**ARTICLE:**
+===+

After a contentious public process, Economic Development and Employment Zones (ZEDEs, for their acronym in Spanish) were granted legal approval in Honduras in September 2013. But progress on the controversial new developments, promoted as so-called “model cities,” has been sluggish — until now, as the country heads toward a general election this November. After several failed attempts to develop ZEDEs in Amapala, a municipality in the southern part of the country, in Choloma, just north of San Pedro Sula, and in other areas along the Carribean coast, it appears that the proposals are gaining serious traction. In March, protests erupted in Crawfish Rock, on the island of Roatán, against Roatán Próspera, a ZEDE being developed by a consortium of international investors (Honduras Próspera) without any prior consultations with local authorities or the community.
Previously, in April 2019, rumors had spread of the construction of a ZEDE known as Ciudad Morazán, in Choloma, Cortés Department, but it wasn’t until October 2020 that it was revealed that the development already had about US$90 million invested in the purchase of land, housing, and office buildings.
The identities of the investors behind Roatán Próspera and Ciudad Morazán remain a mystery, but it is likely that both are being backed by the same interests. And who do you think would invest in projects that face widespread criticism from businessmen, politicians, religious leaders, academics, unionists, and social activists?
Complaints against the ZEDEs have come from every sector of Honduran society, with the notable exception of those who remain loyal to President Juan Orlando Hernández (JOH) and continue to defend his agenda.
Some analysts suspect that the investors behind these developments are likely to be the President and his inner circle. The speculation is not that far-fetched. JOH and his affiliates are certainly not lacking in financial resources, considering that the past three administrations — the cachureca, or “crooked” governments, as the nationalists are known — have faced widespread accusations of corruption and ties to drug trafficking organizations.
The origins of the ZEDEs
It all began when JOH was president of the National Congress. His idea was to create model cities based on previous similar experiments in other parts of the world. News of the initiatives first began to surface in 2011.
The concept behind the ZEDEs is based on the idea of “charter cities” developed by U.S. economist Paul Romer, a professor at New York University who would later become the Chief Economist of the World Bank. But Romer, who at first supported Hernández’s initiative and even served as an advisor to the project, eventually distanced himself from the idea, due to disagreements about its direction.

+===+

**GIVEN DATA:**

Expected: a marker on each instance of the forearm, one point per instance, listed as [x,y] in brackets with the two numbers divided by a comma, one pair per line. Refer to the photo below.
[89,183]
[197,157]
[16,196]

+===+

**EXERCISE TASK 1:**
Say whether each statement agrees with the article on Honduran ZEDEs, answering yes or no and quoting the words from the article that decide it. (a) ZEDEs received legal approval in Honduras in September 2013. (b) The investors behind Roatán Próspera and Ciudad Morazán have been publicly identified. (c) Paul Romer opposed Hernández's initiative from the start.
**EXERCISE TASK 2:**
Carry on the article about Honduran ZEDEs from the point where it stops.

**EXERCISE RESPONSE 1:**
(a) Yes: "were granted legal approval in Honduras in September 2013"
(b) No: "The identities of the investors behind Roatán Próspera and Ciudad Morazán remain a mystery"
(c) No: "Romer, who at first supported Hernández’s initiative and even served as an advisor to the project"

**EXERCISE RESPONSE 2:**
In 2012, after ruling against the first model city proposal, four of the five members of the Constitutional Chamber of the Honduran Supreme Court (CSJ) were removed by Congress. The justification was that the judges had opposed JOH’s purge of the national police forces, or “depuración policial,” another of the president’s controversial moves. The only judge not removed by Congress was magistrate Oscar Fernando Chinchilla Banegas, who had voted in favor of the initiative. As a reward for his loyalty, Chinchilla was appointed Attorney General and has now served two terms.
Sanctuaries for the Corrupt?
There are growing speculations that the ZEDEs may serve as sanctuaries, at least temporary ones, for current government officials attempting to escape justice once a new administration, even another “crooked” one, takes power. Not only do officials face potential prosecution from an incoming administration — they also risk being subpoenaed by the U.S. Department of Justice for their alleged ties to drug cartels.
Recently, the Supreme Court of Justice (CSJ) approved special legal jurisdictions for the ZEDEs, with their own court systems and judges, but, according to the resolution, still “subject to the Political Constitution of the Republic.” According to the webpage for the Honduran Ministry of Economic Development, the ZEDEs will remain part of the national territory, but will be subject to a “special regime” in which investors will control fiscal policy, security, and other areas of governance.
Thus, according to the law, the ZEDEs “must establish their own internal security agencies [...] including their own police, as well as agencies tasked with criminal investigation, intelligence, prosecution, and developing a penitentiary system.”
Voices in Opposition
Confronted with the development of two ZEDEs and the possibility of more to come, the reaction among Hondurans has been one of near unanimous outrage. Powerful business organizations, from the Honduran Council of Private Enterprise (COHEP) to the Chambers of Commerce and Industry in Tegucigalpa and in San Pedro Sula (the most powerful in the country), have spoken out, voicing strong and well-founded arguments against the proposals.
Likewise, the Catholic Church, under the leadership of a cardenal aligned both by blood and by ideology with the ruling party (Partido Nacional), along with the Honduran Fraternity of Evangelical Churches (Confraternidad Evangélica de Honduras, or CEH), whose pastors have been strong supporters of the president for years, have both come out against the ZEDEs, though each for slightly different reasons. In addition, numerous municipalities have convened cabildos abiertos, or town halls, which are constitutional processes that permit communities to voice opinions and make decisions on issues that impact life in their jurisdictions. All of these communities have declared themselves “ZEDE-free territories.”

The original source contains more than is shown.